• Texto do documento:
******

O primeiro passo foi dar liberdade total a Rivaldo em campo. Ele está livre para fazer o que quiser e não tem obrigação de marcar. “Ele já me disse que é uma delícia poder perder uma bola no Cruzeiro e não precisar sair que nem um maluco pra recompor a defesa como no Milan”, afirma Alex, que passou a deixar o colega bater as faltas ” quando o normal seria haver um revezamento ” para quebrar o encanto do primeiro gol.

Rivaldo atuou pelo Cruzeiro dois anos depois do penta - PLACAR
Rivaldo, amargando o banco do Cruzeiro  – Eugenio Sávio/PLACAR

Problema físico?
Outra pedra na chuteira de Rivaldo é a questão física. Depois de passar sete anos e meio na Europa trabalhando apenas num período (de manhã ou à tarde), ele está penando com os puxados treinos programados pelo preparador-físico Antônio Mello. “O CT do Cruzeiro tem facilitado bastante a minha recuperação”. Rivaldo diz que a Toca da Raposta II é melhor até do que o CT do Milan, que é referência em toda a Europa, e um pouco superior ao do Barcelona. “Estou correndo mais do que um jogador de 24 anos.”

Quando o assunto é idade, Rivaldo, 31 anos, lista vários outros jogadores tão ou mais velhos que ele que ainda estão jogando o fino. “O melhor jogador do mundo (Zidane) têm a minha idade. O Valdo tem 40 anos e é um dos destaques do Botafogo. O Neto, que resolveu fazer bico de comentarista de TV, está dizendo bobagem, que estou velho. Coisa que o Casagrande também já disse. A diferença é que o Casão se desculpou.” Contra Neto, Rivaldo gira a sua metralhadora cheia de mágoas. “Ele só faz crítica maldosa contra jogadores que atuam na mesma posição que ele jogou. Só pode ser recalque. Estou a quilômetros de distância dele em futebol, em conquistas dentro e fora de campo. O Neto só é conhecido pela torcida do Corinthians. O Rivaldo já está na história do futebol”. ” Vale lembrar que Rivaldo irá receber o prêmio da Fifa que o elegeu entre os 100 maiores jogadores vivos da história do futebol mundial.

******

• Dados de entrada:
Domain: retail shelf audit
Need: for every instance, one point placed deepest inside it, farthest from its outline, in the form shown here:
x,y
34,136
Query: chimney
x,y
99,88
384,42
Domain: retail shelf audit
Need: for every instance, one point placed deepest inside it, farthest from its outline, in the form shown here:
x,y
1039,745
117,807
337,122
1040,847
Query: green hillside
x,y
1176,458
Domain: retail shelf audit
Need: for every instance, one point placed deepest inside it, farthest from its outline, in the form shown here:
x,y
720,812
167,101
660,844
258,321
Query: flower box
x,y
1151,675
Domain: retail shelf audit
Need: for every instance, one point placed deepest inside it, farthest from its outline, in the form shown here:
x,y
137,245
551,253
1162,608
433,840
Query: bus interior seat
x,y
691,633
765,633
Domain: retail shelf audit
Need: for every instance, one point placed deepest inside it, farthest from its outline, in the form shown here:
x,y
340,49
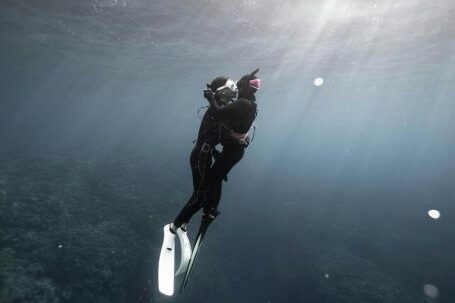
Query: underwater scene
x,y
326,176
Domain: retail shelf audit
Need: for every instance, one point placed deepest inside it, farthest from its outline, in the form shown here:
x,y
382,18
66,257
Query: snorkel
x,y
248,85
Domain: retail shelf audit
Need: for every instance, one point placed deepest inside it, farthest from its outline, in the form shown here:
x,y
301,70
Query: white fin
x,y
166,263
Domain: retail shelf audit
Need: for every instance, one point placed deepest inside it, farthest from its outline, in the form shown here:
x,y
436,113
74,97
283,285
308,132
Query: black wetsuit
x,y
216,127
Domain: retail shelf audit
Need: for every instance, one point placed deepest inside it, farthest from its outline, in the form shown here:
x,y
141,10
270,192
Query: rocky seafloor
x,y
87,228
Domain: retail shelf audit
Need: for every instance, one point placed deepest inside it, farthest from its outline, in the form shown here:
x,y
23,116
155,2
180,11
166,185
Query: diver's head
x,y
248,85
225,89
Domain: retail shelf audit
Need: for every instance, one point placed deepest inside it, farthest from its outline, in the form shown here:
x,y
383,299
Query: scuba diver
x,y
226,122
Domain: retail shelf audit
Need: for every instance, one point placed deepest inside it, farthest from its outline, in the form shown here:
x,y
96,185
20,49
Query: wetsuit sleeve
x,y
224,112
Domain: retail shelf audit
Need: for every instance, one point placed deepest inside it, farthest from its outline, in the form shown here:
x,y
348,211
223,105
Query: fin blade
x,y
166,263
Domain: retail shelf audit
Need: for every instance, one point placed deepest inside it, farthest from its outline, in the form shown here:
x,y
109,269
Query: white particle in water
x,y
318,81
431,291
434,214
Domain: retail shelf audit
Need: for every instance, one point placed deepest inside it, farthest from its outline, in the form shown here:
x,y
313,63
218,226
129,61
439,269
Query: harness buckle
x,y
206,148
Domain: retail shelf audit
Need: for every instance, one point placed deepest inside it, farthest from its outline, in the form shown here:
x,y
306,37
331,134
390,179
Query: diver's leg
x,y
230,156
195,203
200,195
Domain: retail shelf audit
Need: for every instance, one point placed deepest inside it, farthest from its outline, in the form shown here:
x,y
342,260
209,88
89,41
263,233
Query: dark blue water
x,y
98,111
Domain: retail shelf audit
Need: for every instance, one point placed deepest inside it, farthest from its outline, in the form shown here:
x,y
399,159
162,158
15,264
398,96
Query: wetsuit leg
x,y
230,155
200,185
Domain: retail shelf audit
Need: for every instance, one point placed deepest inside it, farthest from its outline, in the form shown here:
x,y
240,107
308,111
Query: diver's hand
x,y
208,94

******

• Suas tarefas:
1. Informe cada linha dos registros que contém a palavra "white", copiando a linha inteira. Leve em conta a diferença entre maiúsculas e minúsculas.
2. Prolongue o texto sobre Rivaldo no Cruzeiro, escrevendo a continuação a partir do ponto em que ele termina.

• As respostas:
1.
Query: white fin
Query: white particle in water

2.
“Joguei 14 partidas em duas Copas do Mundo com a mitológica camisa 10 e fiz oito gols. Em qualquer lugar do mundo, um jogador com essa bagagem teria lugar garantido na Seleção e seria reconhecido. Mas no Brasil…” Rivaldo sabe que as cobranças não partem apenas dos microfones. Num jogo contra a Caldense, pelo Mineiro, em Poços de Caldas, o filho Rivaldinho tomou as dores e xingou um torcedor que insistia em vaiar o pai toda vez que ele pegava na bola. Rivaldo, que achou graça da briga do filho, só tem reclamado da supermarcação sofrida nos jogos contra clubes do interior. “Teve um jogo que o Cruzeiro venceu por 5 x 0 (contra o Rio Branco) e o técnico manteve dois marcadores em cima de mim o tempo inteiro. Assim, fica difícil.”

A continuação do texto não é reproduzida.